◆ Consigne détaillée:
Extrayez à l’identique le passage de l’article sur la cession de la flotte d’Air Algérie qui commence aux mots « L’objectif premier étant » et s’arrête après les mots « de la flotte. ».

◆ Extrait du document:
═══
Échec de la cession de la vieille flotte d’Air Algérie : Un rapport de l’IGF révèle de graves incohérences
La vieille flotte d’Air Algérie, retirée de l’exploitation dans le cadre de la modernisation de ses aéronefs, a fait l’objet d’une enquête menée par l’Inspection générale des finances (IGF). Cette mission d’investigation concernait surtout des transactions conclues entre Air Algérie et une société de droit libyen, la Guardian Transport Ltd ; un contrat qui est tombé assez vite à l’eau. L’opération de cession des aéronefs de la compagnie nationale a fait l’objet d’une saisine du chef du gouvernement le 22 mai 2005.
L’objectif premier étant d’élucider les conditions dans lesquelles ont été conclues ces transactions. Le retrait de la flotte « déclassée ayant plus de 21 ans d’âge » a été décidé le 25 mars 2001. Des accords des organes sociaux, dont le dernier remonte au 12 mai 2004, autorisait Air Algérie à céder 31 de ses appareils. Bien avant cette date, plusieurs résolutions des organes sociaux, notamment celles du conseil d’administration du 2 avril 2000 et du 17 juin 2000, ont été adoptées. Le principe de ces résolutions était clair : il s’agissait du retrait et de l’exploitation de la flotte.
═══
Entrées d’annotation de zones d’images
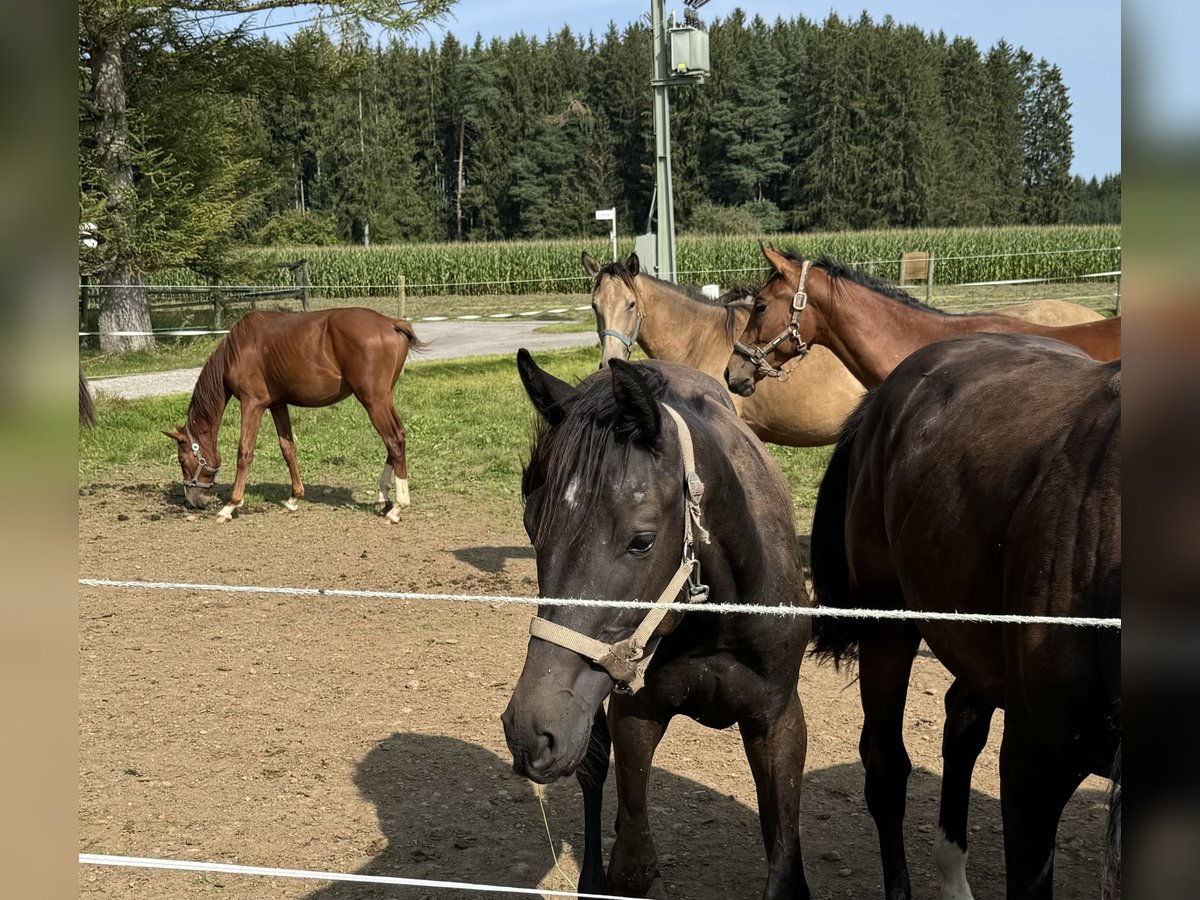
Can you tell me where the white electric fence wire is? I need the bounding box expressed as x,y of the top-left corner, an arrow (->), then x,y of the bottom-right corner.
79,578 -> 1121,629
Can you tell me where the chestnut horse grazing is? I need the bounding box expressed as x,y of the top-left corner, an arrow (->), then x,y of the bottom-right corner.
502,350 -> 811,898
726,247 -> 1121,397
163,308 -> 424,522
812,334 -> 1121,900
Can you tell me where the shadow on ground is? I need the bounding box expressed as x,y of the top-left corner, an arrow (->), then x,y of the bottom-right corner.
306,733 -> 1104,900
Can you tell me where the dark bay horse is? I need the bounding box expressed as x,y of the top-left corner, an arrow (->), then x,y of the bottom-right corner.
502,350 -> 811,898
726,247 -> 1121,397
812,335 -> 1121,900
163,308 -> 424,522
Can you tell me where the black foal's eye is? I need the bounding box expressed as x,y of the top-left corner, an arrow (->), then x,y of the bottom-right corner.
629,532 -> 658,557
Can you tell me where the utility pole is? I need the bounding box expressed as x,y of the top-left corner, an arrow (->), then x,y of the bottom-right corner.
638,0 -> 709,282
650,0 -> 676,281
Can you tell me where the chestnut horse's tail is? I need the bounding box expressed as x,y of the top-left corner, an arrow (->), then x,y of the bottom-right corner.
391,319 -> 428,350
79,366 -> 96,428
811,391 -> 875,668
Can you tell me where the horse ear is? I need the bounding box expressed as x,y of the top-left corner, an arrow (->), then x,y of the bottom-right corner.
608,359 -> 662,444
580,250 -> 600,278
758,244 -> 792,275
517,347 -> 575,425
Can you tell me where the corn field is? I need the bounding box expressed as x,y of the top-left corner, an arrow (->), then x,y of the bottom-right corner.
152,226 -> 1121,298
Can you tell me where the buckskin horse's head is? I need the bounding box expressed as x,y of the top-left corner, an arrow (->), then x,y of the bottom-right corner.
581,251 -> 646,368
502,350 -> 685,784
═══
◆ Réponse rédigée:
L’objectif premier étant d’élucider les conditions dans lesquelles ont été conclues ces transactions. Le retrait de la flotte « déclassée ayant plus de 21 ans d’âge » a été décidé le 25 mars 2001. Des accords des organes sociaux, dont le dernier remonte au 12 mai 2004, autorisait Air Algérie à céder 31 de ses appareils. Bien avant cette date, plusieurs résolutions des organes sociaux, notamment celles du conseil d’administration du 2 avril 2000 et du 17 juin 2000, ont été adoptées. Le principe de ces résolutions était clair : il s’agissait du retrait et de l’exploitation de la flotte.